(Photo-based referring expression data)
++++

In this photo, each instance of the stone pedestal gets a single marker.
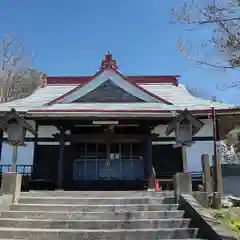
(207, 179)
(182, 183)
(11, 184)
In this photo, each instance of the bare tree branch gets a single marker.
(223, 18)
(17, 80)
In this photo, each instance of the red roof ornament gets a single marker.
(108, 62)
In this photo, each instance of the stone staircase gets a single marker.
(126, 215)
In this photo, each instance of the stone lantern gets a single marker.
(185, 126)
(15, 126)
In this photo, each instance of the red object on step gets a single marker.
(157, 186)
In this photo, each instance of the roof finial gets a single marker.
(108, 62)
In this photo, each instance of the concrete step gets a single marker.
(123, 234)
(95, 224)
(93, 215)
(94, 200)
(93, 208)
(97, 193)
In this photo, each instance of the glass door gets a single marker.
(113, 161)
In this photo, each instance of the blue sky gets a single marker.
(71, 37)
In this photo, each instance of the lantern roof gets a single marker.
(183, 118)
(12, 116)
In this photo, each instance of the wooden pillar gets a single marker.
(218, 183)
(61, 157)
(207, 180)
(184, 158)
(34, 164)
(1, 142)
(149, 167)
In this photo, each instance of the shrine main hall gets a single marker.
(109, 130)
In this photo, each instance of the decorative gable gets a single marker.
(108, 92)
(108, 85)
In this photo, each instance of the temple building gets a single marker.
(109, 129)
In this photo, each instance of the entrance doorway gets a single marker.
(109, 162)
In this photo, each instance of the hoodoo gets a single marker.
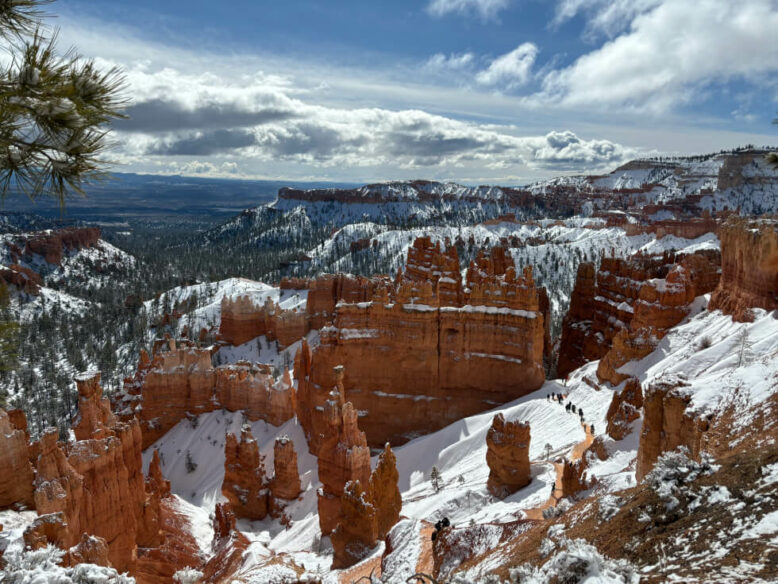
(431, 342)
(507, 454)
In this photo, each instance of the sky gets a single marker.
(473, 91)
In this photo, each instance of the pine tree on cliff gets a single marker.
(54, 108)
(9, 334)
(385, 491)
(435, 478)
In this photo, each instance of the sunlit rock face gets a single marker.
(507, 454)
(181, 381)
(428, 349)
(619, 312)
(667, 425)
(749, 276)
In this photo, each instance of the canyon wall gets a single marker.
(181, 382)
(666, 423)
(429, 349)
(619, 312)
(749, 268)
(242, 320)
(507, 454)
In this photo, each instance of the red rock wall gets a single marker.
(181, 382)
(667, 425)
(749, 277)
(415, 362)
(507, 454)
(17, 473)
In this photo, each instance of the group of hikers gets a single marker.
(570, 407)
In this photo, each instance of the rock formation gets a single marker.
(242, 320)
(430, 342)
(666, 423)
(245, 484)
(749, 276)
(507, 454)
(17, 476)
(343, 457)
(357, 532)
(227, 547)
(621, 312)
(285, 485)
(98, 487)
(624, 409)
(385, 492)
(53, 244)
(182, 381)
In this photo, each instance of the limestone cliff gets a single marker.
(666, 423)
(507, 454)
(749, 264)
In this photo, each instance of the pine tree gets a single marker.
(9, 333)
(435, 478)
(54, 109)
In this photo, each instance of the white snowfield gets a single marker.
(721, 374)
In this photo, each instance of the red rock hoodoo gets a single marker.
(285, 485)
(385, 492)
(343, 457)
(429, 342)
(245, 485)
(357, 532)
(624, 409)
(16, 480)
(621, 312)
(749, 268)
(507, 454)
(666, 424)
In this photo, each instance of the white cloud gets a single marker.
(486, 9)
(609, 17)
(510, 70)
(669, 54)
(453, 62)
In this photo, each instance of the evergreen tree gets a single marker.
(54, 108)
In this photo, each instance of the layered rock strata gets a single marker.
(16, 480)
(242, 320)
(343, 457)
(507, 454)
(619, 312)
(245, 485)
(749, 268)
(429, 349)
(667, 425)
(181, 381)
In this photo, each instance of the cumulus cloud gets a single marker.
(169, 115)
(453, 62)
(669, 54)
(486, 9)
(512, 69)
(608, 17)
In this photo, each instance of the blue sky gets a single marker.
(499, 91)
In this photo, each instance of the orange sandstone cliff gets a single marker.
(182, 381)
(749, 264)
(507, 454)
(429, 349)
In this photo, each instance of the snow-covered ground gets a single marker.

++++

▶ _Work instructions_: Leave out the pictures and return the rest of the records exactly.

▶ _Result for this task_:
In this photo, each instance of the stone pedestal gets a single marker.
(207, 179)
(182, 183)
(11, 184)
In this photo, each instance of the bare tree branch gets a single marker.
(223, 18)
(17, 80)
In this photo, each instance of the red roof ornament gets a single marker.
(108, 62)
In this photo, each instance of the stone staircase gets a single marker.
(126, 215)
In this photo, each instance of the stone lantern gets a single marker.
(185, 126)
(15, 126)
In this photo, each instance of the red object on step gets a single marker.
(157, 186)
In this photo, each instance of the roof finial gets a single marker.
(108, 62)
In this photo, each instance of the concrete step gets a single marker.
(123, 234)
(95, 224)
(93, 215)
(94, 200)
(93, 208)
(97, 193)
In this photo, each instance of the glass door gets a single marker.
(113, 161)
In this photo, each instance of the blue sky gets a single marker.
(71, 37)
In this photo, each instance of the lantern roof gets a single marker.
(183, 118)
(12, 116)
In this photo, each instance of the wooden pillar gets a single marker.
(218, 183)
(61, 157)
(207, 180)
(184, 158)
(34, 164)
(1, 142)
(149, 167)
In this photo, each instance of the shrine main hall gets a single marker.
(109, 130)
In this photo, each instance of the decorative gable gets a single marker.
(108, 92)
(108, 85)
In this photo, each instance of the temple building gets a single marker.
(109, 129)
In this photo, each instance of the entrance doorway gets a single marker.
(109, 162)
In this photo, each instance of the hoodoo gets a single marker.
(431, 342)
(507, 454)
In this photo, each instance of the sky gets a single marker.
(473, 91)
In this photo, each instance of the pine tree on cliff gets a single marker.
(54, 108)
(9, 334)
(385, 491)
(435, 478)
In this photo, each instance of the sunlit rock face gets a single marker.
(507, 454)
(181, 381)
(428, 349)
(619, 312)
(667, 425)
(749, 276)
In this photo, each instance of the canyon wall gets a single marker.
(181, 382)
(666, 423)
(429, 349)
(619, 312)
(749, 268)
(242, 320)
(507, 454)
In this photo, each instance of the red rock wall gets a single marker.
(181, 382)
(667, 425)
(749, 277)
(415, 362)
(507, 454)
(17, 473)
In this photo, each instance of the group of hikers gets a single marker.
(570, 407)
In this photo, each instance of the rock formation gets a single marker.
(242, 320)
(430, 342)
(666, 423)
(245, 484)
(749, 276)
(507, 454)
(17, 476)
(343, 457)
(357, 532)
(227, 547)
(621, 312)
(285, 485)
(98, 487)
(624, 409)
(385, 492)
(53, 244)
(182, 381)
In this photo, each instance of the limestone cliff gets a single marker.
(666, 423)
(507, 454)
(749, 264)
In this photo, each instance of the pine tree gets a single marker.
(9, 333)
(435, 478)
(54, 109)
In this photo, each instance of the white snowfield gets a single marker.
(721, 374)
In this photo, each instance of the red rock hoodoo gets a single marker.
(285, 485)
(385, 492)
(343, 457)
(429, 342)
(245, 485)
(357, 532)
(624, 409)
(16, 480)
(621, 312)
(749, 268)
(507, 454)
(666, 424)
In this photo, each instance of the white cloud gets a single marker.
(486, 9)
(609, 17)
(510, 70)
(669, 54)
(453, 62)
In this photo, each instance of the evergreen tree gets a single marker.
(54, 108)
In this photo, each instance of the layered rock strata gets a single marker.
(16, 480)
(242, 320)
(343, 457)
(507, 454)
(619, 312)
(245, 485)
(749, 268)
(429, 349)
(667, 425)
(181, 381)
In this photo, each instance of the cumulus cloud gets a single marker.
(169, 115)
(453, 62)
(669, 54)
(486, 9)
(512, 69)
(608, 17)
In this photo, each instance of the blue sky gets a single marker.
(499, 91)
In this photo, each instance of the orange sandstone cliff gets a single marker.
(182, 381)
(749, 264)
(507, 454)
(429, 349)
In this photo, each instance of the snow-covered ground gets a single marker.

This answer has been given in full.